■ **Prompt**:
Rewrite all of the material below, swapping every "metal fence" for "iron railing" and keeping everything else the same. Leave the pictures out.

■ **Supplied data**:
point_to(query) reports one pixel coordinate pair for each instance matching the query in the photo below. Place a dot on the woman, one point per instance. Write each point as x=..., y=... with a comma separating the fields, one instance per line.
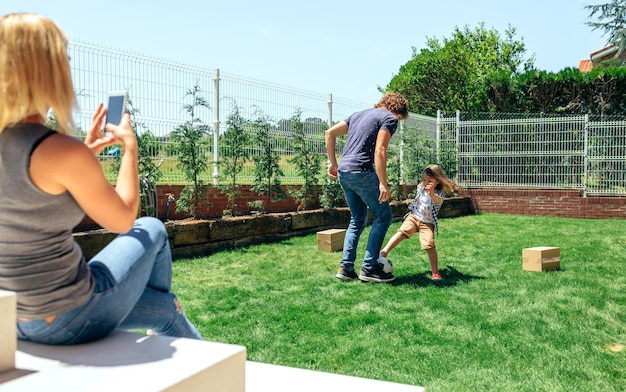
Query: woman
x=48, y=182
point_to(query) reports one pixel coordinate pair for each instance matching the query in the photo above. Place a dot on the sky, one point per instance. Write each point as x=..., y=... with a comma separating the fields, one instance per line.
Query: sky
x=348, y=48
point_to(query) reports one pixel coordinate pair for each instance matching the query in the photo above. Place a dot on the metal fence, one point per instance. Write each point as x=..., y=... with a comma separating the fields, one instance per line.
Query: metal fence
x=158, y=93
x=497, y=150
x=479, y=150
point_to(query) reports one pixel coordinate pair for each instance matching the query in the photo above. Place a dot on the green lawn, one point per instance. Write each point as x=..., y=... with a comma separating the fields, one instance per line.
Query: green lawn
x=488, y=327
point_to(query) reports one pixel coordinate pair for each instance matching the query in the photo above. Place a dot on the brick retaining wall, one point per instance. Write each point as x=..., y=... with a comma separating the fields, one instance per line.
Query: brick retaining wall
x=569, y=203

■ **Solution for this exercise**:
point_to(query) reports one pixel coordinate pair for each instance matching the query in the photo below. Place a dot on the woman, one point per instance. Write each point as x=..., y=... with a comma separating the fields, one instance per line.
Query: woman
x=48, y=182
point_to(query) reports one pixel coordinate pair for each instance matching the query in the photo above. Place a dot on the sky, one point per instance. Write each point as x=..., y=... with a comma separating the fields, one instance per line.
Query: sky
x=348, y=48
point_to(query) reports one pixel coordinate pair for each instance matching the query in the photo above. Place a dot on the iron railing, one point per instance. Write each point as x=..., y=... with a comma separating the fields, one instance per line.
Query: iron railing
x=158, y=93
x=497, y=150
x=479, y=150
point_to(query) reports one pixel coordinate pair for each instance matching the query in the photo above. Place a dot on the green lawn, one point per instance. Write each point as x=..., y=... with a comma separating the fields, one instance per line.
Query: green lawn
x=488, y=327
point_to(query) reports one pixel coordinate pair for each instance matching the query in the photo above. Place a dot on the brick retaining wall, one point per instance. Write each point as x=..., y=... with a comma separating the fields, one instance per line.
Query: brick retaining wall
x=569, y=203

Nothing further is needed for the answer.